**TO BE DONE**: Restate the whole of the material. Keep every word, and drop the pictures.

**EXERCISE INPUT**:
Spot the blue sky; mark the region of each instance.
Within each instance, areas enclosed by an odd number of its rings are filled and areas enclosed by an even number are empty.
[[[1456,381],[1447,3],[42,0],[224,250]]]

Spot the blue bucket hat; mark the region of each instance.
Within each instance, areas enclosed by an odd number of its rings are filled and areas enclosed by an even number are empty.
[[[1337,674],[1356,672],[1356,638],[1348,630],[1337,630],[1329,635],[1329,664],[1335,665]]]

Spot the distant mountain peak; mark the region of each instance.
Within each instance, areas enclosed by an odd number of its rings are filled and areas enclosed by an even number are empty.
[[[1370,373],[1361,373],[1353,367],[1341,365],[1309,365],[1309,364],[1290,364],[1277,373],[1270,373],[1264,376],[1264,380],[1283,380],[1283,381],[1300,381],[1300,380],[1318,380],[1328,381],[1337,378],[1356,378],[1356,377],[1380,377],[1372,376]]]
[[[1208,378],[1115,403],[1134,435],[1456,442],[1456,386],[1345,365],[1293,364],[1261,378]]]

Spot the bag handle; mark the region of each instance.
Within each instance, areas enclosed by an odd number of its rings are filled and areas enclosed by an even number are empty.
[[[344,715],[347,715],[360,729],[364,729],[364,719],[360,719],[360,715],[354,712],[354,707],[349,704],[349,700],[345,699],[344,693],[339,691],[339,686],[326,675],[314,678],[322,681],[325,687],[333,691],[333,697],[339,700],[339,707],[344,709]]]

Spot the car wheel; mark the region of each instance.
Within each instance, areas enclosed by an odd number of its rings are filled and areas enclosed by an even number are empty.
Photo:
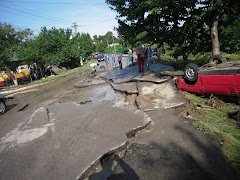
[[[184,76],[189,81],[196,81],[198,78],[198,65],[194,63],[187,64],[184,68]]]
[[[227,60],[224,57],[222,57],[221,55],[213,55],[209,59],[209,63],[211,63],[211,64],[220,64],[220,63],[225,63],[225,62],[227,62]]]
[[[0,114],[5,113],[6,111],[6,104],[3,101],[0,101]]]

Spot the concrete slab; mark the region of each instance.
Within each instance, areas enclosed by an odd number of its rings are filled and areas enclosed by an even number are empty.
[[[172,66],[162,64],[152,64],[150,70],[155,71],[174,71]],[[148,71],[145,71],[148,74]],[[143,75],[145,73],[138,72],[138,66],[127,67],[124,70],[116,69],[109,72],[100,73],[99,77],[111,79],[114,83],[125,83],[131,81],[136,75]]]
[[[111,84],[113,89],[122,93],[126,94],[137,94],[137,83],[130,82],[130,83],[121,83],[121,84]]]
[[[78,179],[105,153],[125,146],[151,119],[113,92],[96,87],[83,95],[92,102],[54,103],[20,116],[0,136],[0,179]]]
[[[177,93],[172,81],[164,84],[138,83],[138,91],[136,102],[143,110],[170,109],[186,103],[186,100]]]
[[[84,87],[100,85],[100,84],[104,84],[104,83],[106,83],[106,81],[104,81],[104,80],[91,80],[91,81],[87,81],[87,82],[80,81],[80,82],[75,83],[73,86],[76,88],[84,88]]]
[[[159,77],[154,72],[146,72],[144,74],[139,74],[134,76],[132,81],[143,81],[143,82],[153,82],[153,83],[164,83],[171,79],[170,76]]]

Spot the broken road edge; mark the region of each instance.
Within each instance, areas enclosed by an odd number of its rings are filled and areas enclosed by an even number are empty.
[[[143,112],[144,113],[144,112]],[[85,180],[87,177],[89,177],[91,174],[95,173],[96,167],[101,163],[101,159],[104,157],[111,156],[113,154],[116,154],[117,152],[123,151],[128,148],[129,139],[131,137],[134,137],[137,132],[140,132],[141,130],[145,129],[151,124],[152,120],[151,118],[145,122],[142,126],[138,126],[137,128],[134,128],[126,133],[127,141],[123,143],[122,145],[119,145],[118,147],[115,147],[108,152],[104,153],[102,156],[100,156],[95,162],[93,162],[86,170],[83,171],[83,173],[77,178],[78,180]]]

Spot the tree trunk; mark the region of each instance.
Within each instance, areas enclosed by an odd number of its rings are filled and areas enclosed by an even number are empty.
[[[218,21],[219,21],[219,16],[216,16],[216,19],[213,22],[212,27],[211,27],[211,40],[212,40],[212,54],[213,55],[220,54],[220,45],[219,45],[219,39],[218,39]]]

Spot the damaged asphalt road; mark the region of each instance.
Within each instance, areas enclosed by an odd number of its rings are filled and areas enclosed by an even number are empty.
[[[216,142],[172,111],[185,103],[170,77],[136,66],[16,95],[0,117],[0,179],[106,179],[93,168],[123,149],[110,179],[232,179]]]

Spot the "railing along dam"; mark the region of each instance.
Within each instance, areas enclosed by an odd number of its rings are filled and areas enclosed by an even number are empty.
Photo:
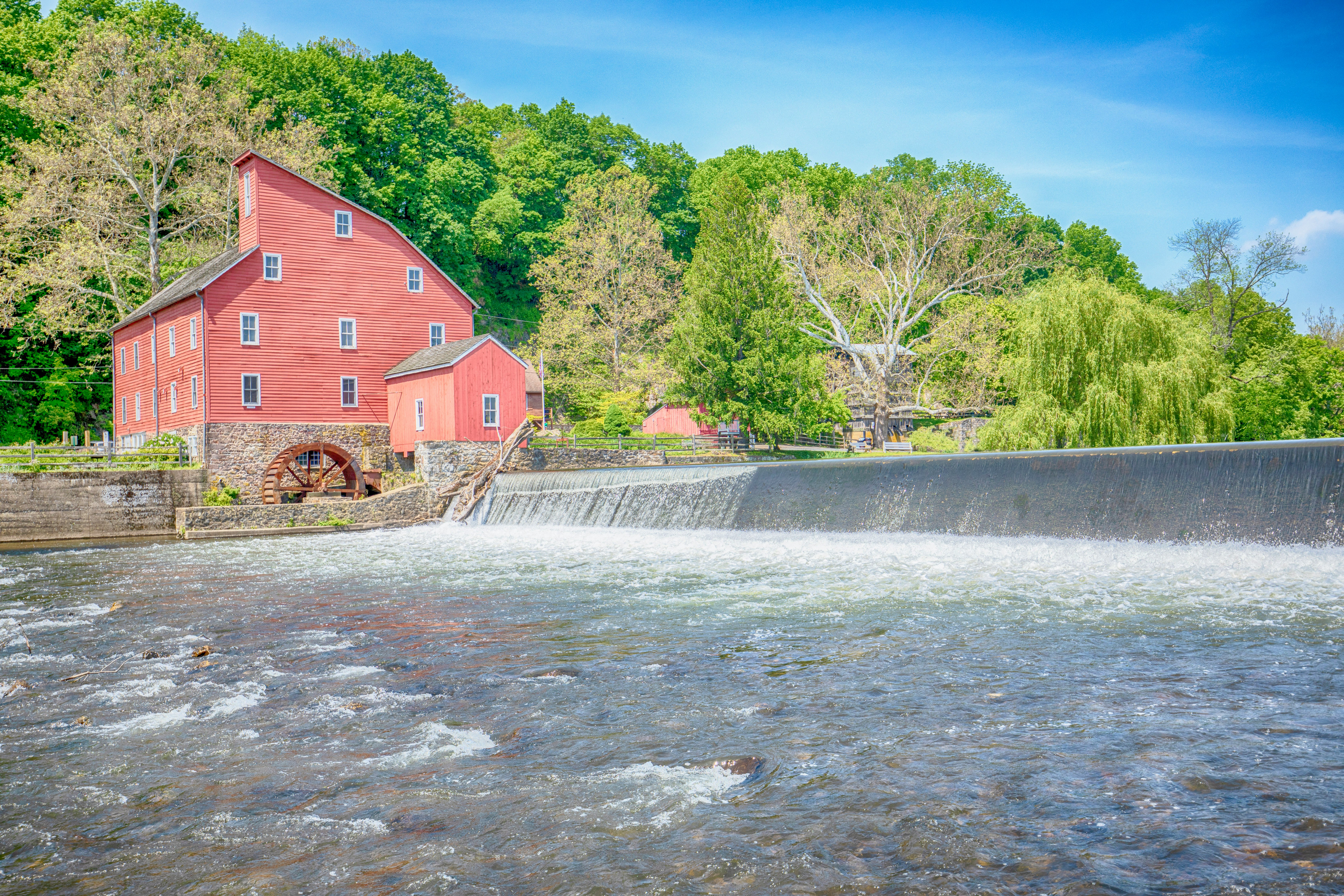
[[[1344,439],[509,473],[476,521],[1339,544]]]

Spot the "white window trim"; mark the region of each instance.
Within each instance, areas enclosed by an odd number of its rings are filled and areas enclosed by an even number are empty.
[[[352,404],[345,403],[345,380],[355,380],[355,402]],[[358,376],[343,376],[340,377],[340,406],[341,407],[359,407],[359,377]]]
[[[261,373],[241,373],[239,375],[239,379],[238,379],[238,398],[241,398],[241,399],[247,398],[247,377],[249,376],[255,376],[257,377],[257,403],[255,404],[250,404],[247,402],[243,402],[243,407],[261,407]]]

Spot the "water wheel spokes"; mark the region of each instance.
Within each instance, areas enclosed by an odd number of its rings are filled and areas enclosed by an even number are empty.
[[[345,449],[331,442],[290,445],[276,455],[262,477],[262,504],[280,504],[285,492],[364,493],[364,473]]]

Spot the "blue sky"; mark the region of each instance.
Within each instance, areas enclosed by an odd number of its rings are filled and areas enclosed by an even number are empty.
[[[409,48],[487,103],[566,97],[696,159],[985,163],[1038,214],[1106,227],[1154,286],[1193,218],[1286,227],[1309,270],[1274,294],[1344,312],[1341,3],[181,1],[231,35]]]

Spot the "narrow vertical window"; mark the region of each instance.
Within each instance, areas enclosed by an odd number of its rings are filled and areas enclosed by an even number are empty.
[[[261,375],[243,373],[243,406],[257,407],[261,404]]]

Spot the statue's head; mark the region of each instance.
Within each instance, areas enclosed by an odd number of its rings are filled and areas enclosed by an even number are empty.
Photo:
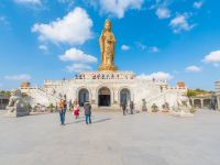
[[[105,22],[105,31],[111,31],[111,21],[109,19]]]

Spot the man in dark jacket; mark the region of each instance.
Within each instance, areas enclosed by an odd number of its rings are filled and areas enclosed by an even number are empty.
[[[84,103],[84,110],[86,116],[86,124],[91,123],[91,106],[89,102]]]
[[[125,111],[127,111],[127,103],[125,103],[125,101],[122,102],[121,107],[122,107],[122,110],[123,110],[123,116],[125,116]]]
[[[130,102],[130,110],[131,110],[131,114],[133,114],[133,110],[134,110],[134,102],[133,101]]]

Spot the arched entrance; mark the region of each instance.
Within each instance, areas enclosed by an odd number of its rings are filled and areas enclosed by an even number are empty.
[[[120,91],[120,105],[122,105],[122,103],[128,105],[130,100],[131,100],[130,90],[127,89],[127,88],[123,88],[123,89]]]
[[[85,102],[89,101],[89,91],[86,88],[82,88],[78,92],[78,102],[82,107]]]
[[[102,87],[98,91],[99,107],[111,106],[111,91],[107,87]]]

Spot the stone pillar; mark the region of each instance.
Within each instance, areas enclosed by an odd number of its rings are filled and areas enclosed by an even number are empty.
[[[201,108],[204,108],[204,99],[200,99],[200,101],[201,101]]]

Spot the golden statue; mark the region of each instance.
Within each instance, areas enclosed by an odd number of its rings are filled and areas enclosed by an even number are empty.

**RESPONSE FOR THIS EXERCISE**:
Spot the blue sky; mark the region of each instance.
Within each instance, areas enclosed by an odd number of its rings are filled and areas enclosed by an even number are empty.
[[[1456,381],[1447,3],[42,0],[224,250]]]

Spot the blue bucket hat; mark the region of each instance.
Within each instance, areas enclosed by an odd number of its rings are filled and areas enclosed by an even number are empty.
[[[1337,674],[1356,672],[1356,638],[1348,630],[1337,630],[1329,635],[1329,664],[1335,665]]]

Spot the distant mountain peak; mark the region of each instance.
Within each instance, areas enclosed by an odd number of its rings are filled and areas enclosed by an even number are empty.
[[[1370,373],[1361,373],[1353,367],[1341,365],[1309,365],[1309,364],[1290,364],[1277,373],[1270,373],[1264,376],[1264,380],[1283,380],[1283,381],[1300,381],[1300,380],[1318,380],[1328,381],[1337,378],[1356,378],[1356,377],[1380,377],[1372,376]]]
[[[1208,378],[1115,403],[1134,435],[1456,442],[1456,386],[1345,365],[1293,364],[1261,378]]]

Spot the bag handle; mark the region of each instance.
Within each instance, areas enclosed by an odd number of its rings are filled and areas enclosed by an even number are empty.
[[[344,715],[347,715],[360,729],[364,729],[364,719],[360,719],[360,715],[354,712],[354,707],[349,704],[349,700],[345,699],[344,693],[339,691],[339,686],[326,675],[314,678],[322,681],[325,687],[333,691],[333,697],[339,700],[339,707],[344,709]]]

Spot the car wheel; mark the region of each instance.
Within each instance, areas enclosed by an odd number of its rings are filled and areas enclosed by an even number are empty.
Photo:
[[[184,76],[189,81],[196,81],[198,78],[198,65],[194,63],[187,64],[184,68]]]
[[[227,60],[224,57],[222,57],[221,55],[213,55],[209,59],[209,63],[211,63],[211,64],[220,64],[220,63],[225,63],[225,62],[227,62]]]
[[[0,114],[5,113],[6,111],[6,104],[3,101],[0,101]]]

Spot the concrete slab; mark the region of each instance.
Within each instance, areas enclosed by an odd number of its rings are filled and areas enclosed by an even number are empty.
[[[172,66],[162,64],[152,64],[150,70],[155,71],[174,71]],[[148,71],[145,71],[148,74]],[[143,75],[145,73],[138,72],[138,66],[127,67],[124,70],[116,69],[109,72],[100,73],[99,77],[111,79],[114,83],[125,83],[131,81],[136,75]]]
[[[111,84],[113,89],[122,93],[126,94],[137,94],[137,83],[130,82],[130,83],[121,83],[121,84]]]
[[[78,179],[105,153],[125,146],[151,119],[113,92],[96,87],[83,95],[92,102],[54,103],[20,116],[0,136],[0,179]]]
[[[177,93],[172,81],[164,84],[138,83],[138,91],[136,102],[143,110],[170,109],[186,103],[186,100]]]
[[[84,87],[100,85],[100,84],[104,84],[104,83],[106,83],[106,81],[104,81],[104,80],[91,80],[91,81],[87,81],[87,82],[80,81],[80,82],[75,83],[73,86],[76,88],[84,88]]]
[[[159,77],[154,72],[146,72],[144,74],[139,74],[134,76],[132,81],[143,81],[143,82],[153,82],[153,83],[164,83],[171,79],[170,76]]]

Spot the broken road edge; mark the region of each instance.
Within each instance, areas enclosed by an odd number of its rings are filled and areas enclosed by an even number are empty.
[[[143,112],[144,113],[144,112]],[[85,180],[87,177],[89,177],[91,174],[95,173],[96,167],[101,163],[101,159],[104,157],[111,156],[113,154],[116,154],[117,152],[123,151],[128,148],[129,139],[131,137],[134,137],[137,132],[140,132],[141,130],[145,129],[151,124],[152,120],[151,118],[145,122],[142,126],[138,126],[137,128],[134,128],[126,133],[127,141],[123,143],[122,145],[119,145],[118,147],[115,147],[108,152],[104,153],[102,156],[100,156],[95,162],[93,162],[86,170],[83,171],[83,173],[77,178],[78,180]]]

Spot the tree trunk; mark the region of each instance.
Within each instance, areas enclosed by an odd number of its rings are filled and areas enclosed by an even number are empty.
[[[218,21],[219,21],[219,16],[216,16],[216,19],[213,22],[212,27],[211,27],[211,40],[212,40],[212,54],[213,55],[220,54],[220,45],[219,45],[219,39],[218,39]]]

Spot the damaged asphalt road; mark the region of each instance.
Within each instance, areas enclosed by an odd number of its rings are filled and areas enclosed by an even number are empty.
[[[216,142],[172,111],[185,103],[170,77],[136,66],[16,95],[0,117],[0,179],[106,179],[93,168],[123,149],[110,179],[232,179]]]

Spot the "railing along dam"; mark the region of each instance.
Within each instance, areas enclosed by an odd number of its rings are filled and areas enclosed by an even number are empty.
Photo:
[[[1344,439],[509,473],[476,521],[1339,544]]]

Spot the "white window trim"; mark the region of each instance.
Within each instance, areas enclosed by an odd number of its rings are filled and areas enclosed by an even number are empty.
[[[352,404],[345,403],[345,380],[355,380],[355,402]],[[358,376],[343,376],[340,377],[340,406],[341,407],[359,407],[359,377]]]
[[[261,373],[241,373],[239,375],[239,379],[238,379],[238,398],[241,398],[241,399],[247,398],[247,377],[249,376],[255,376],[257,377],[257,403],[255,404],[250,404],[247,402],[243,402],[243,407],[261,407]]]

Spot the "water wheel spokes"; mark the region of each instance.
Within each instance, areas enclosed by an odd number of its rings are filled and areas enclosed by an even number are empty.
[[[345,449],[331,442],[290,445],[276,455],[262,477],[262,504],[280,504],[285,492],[364,493],[364,473]]]

Spot the "blue sky"; mark the region of each instance.
Within each instance, areas enclosed by an odd number of its rings are filled and areas enclosed by an even number are empty.
[[[409,48],[487,103],[566,97],[696,159],[985,163],[1038,214],[1106,227],[1154,286],[1193,218],[1286,227],[1309,270],[1274,294],[1344,312],[1341,3],[181,1],[231,35]]]

Spot the "narrow vertical window"; mark the region of each instance.
Within each instance, areas enclosed by an odd number of its rings are filled and areas enclosed by an even number are empty.
[[[261,375],[243,373],[243,406],[257,407],[261,404]]]

Spot the statue's head; mark the region of each instance.
Within each instance, areas enclosed by an odd number of its rings are filled and areas enclosed by an even number are empty.
Photo:
[[[105,22],[105,31],[111,31],[111,21],[109,19]]]

Spot the man in dark jacket; mark the region of each instance.
Within each instance, areas enclosed by an odd number of its rings are filled and areas enclosed by an even number are empty.
[[[84,103],[84,110],[86,116],[86,124],[91,123],[91,106],[89,102]]]
[[[125,111],[127,111],[127,103],[125,103],[125,101],[122,102],[121,107],[122,107],[122,110],[123,110],[123,116],[125,116]]]
[[[130,102],[130,110],[131,110],[131,114],[133,114],[133,110],[134,110],[134,102],[133,101]]]

Spot the arched entrance; mark the region of each instance.
Within each instance, areas enclosed by an odd number of its rings are filled and areas enclosed by an even number are empty.
[[[120,91],[120,105],[122,105],[122,103],[128,105],[130,100],[131,100],[130,90],[127,89],[127,88],[123,88],[123,89]]]
[[[85,102],[89,101],[89,91],[86,88],[82,88],[78,92],[78,102],[82,107]]]
[[[102,87],[98,91],[99,107],[111,106],[111,91],[107,87]]]

Spot the stone pillar; mark the region of each instance.
Within each instance, areas enclosed by an odd number of its rings are filled and areas enclosed by an even number are empty.
[[[201,108],[204,108],[204,99],[200,99],[200,101],[201,101]]]

Spot the golden statue; mark the region of each instance.
Within each instance, areas enclosed by an odd number of its rings are filled and areas enclosed by an even number are empty.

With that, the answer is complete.